Records drawn from a dataset:
^^^^^^^^

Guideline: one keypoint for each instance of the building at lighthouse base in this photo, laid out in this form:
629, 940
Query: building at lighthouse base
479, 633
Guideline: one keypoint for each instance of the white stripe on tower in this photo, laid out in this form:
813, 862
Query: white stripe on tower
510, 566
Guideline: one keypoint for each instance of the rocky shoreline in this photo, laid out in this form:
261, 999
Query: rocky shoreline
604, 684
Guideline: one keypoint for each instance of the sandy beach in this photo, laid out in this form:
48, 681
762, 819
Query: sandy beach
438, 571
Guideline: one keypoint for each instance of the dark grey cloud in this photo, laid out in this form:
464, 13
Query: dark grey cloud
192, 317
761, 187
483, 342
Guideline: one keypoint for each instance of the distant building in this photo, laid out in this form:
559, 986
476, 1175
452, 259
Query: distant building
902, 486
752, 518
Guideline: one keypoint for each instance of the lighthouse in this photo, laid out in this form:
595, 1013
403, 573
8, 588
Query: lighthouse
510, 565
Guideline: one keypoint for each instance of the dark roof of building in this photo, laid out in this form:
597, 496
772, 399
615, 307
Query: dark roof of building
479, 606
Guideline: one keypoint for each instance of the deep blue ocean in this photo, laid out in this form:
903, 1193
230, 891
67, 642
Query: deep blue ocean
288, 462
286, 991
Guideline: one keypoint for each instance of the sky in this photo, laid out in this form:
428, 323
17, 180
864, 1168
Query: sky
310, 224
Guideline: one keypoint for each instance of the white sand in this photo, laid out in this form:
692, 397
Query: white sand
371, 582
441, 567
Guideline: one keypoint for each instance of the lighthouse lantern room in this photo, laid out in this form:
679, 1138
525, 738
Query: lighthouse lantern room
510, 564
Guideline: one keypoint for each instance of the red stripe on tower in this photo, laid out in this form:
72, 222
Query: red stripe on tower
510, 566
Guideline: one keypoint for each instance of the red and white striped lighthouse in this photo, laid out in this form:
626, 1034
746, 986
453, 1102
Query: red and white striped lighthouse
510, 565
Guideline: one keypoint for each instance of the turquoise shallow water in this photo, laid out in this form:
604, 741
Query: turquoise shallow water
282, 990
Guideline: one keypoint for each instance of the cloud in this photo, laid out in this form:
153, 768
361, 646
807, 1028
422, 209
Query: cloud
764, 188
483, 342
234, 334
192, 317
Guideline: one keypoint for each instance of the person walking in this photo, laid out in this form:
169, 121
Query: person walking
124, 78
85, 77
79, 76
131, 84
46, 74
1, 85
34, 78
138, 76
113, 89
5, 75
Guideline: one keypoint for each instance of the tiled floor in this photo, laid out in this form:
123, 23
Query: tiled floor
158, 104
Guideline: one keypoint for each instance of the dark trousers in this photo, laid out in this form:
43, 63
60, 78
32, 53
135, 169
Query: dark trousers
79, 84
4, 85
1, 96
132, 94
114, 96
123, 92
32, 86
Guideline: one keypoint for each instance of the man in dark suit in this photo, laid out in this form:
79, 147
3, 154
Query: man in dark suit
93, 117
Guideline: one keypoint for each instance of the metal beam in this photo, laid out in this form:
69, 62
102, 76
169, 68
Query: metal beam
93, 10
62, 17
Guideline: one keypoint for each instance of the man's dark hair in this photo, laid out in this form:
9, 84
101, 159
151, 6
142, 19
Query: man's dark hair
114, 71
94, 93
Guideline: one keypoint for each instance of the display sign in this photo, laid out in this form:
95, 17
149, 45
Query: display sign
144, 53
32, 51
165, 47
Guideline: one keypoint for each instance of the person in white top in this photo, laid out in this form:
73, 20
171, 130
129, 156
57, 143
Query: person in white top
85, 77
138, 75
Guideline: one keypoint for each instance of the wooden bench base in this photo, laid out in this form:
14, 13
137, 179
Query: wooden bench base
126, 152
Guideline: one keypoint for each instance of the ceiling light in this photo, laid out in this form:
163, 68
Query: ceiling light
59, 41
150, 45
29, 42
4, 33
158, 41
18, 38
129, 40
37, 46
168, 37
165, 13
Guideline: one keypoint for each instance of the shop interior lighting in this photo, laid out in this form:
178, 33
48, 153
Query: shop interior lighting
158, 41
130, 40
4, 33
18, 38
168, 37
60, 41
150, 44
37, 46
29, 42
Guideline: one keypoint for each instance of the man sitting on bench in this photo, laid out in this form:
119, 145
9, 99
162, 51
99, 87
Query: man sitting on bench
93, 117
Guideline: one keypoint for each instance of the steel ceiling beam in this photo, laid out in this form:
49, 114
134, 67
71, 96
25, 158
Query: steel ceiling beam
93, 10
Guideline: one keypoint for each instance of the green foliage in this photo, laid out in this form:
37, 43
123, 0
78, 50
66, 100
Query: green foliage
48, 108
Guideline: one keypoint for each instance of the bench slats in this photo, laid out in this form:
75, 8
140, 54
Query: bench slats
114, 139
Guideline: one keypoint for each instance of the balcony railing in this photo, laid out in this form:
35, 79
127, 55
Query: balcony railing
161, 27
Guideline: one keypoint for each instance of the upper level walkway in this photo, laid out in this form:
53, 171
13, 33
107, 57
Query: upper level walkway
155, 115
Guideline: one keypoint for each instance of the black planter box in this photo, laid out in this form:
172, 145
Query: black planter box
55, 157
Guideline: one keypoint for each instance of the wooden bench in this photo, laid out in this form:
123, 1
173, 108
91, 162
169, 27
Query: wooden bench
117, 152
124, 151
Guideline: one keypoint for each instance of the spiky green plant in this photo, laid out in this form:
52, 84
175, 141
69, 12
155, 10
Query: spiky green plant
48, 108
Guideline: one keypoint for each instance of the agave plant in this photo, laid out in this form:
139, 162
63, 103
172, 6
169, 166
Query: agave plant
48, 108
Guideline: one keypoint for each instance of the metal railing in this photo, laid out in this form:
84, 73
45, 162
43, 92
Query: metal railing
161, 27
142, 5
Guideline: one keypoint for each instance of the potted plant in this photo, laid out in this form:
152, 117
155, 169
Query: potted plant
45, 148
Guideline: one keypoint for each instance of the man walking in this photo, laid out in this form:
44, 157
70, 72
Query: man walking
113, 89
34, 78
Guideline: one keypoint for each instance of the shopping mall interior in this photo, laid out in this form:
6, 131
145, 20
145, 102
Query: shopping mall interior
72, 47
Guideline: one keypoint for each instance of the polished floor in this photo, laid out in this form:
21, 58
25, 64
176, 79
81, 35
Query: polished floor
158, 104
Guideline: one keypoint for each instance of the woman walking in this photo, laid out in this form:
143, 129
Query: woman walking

^^^^^^^^

**Activity**:
Whenever a line in the data above contains the word "woman", include it in the tally, and report only the final number.

**Reply**:
2